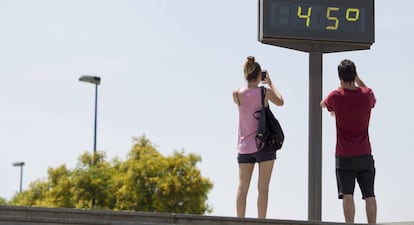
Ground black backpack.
[255,87,285,151]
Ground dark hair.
[338,59,357,83]
[243,56,262,82]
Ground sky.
[0,0,414,223]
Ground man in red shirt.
[321,59,377,224]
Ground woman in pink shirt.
[233,56,283,218]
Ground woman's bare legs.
[257,160,275,219]
[236,163,254,217]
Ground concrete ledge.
[0,206,414,225]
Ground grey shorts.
[336,154,375,199]
[237,151,276,163]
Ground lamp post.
[79,75,101,155]
[79,75,101,208]
[13,162,24,192]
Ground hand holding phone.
[262,70,267,80]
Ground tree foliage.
[9,136,213,214]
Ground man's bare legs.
[342,195,377,225]
[365,197,377,225]
[257,160,275,219]
[342,195,355,223]
[236,163,254,217]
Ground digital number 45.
[297,6,359,30]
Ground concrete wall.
[0,206,414,225]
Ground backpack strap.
[260,86,266,108]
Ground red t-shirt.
[323,87,376,157]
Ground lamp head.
[13,162,24,166]
[79,75,101,85]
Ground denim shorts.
[336,154,375,199]
[237,151,276,163]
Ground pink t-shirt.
[324,87,376,157]
[237,87,262,154]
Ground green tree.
[0,197,7,205]
[9,136,213,214]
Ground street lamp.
[79,75,101,155]
[13,162,24,192]
[79,75,101,208]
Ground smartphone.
[262,71,266,80]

○ ○ ○ ○ ○ ○ ○

## Description of the task
Repeat the records above from the line containing "Ground backpack strap." up to and including the final line of the records, without alteration.

## Problem solution
Ground backpack strap.
[260,86,266,108]
Ground red t-shirt.
[323,87,376,157]
Ground lamp head.
[13,162,24,166]
[79,75,101,85]
Ground denim shorts.
[336,154,375,199]
[237,151,276,163]
Ground pink t-shirt.
[324,87,376,157]
[237,87,262,154]
Ground green tree.
[0,197,7,205]
[9,136,213,214]
Ground street lamp.
[79,75,101,155]
[13,162,24,192]
[79,75,101,208]
Ground smartphone.
[262,71,266,80]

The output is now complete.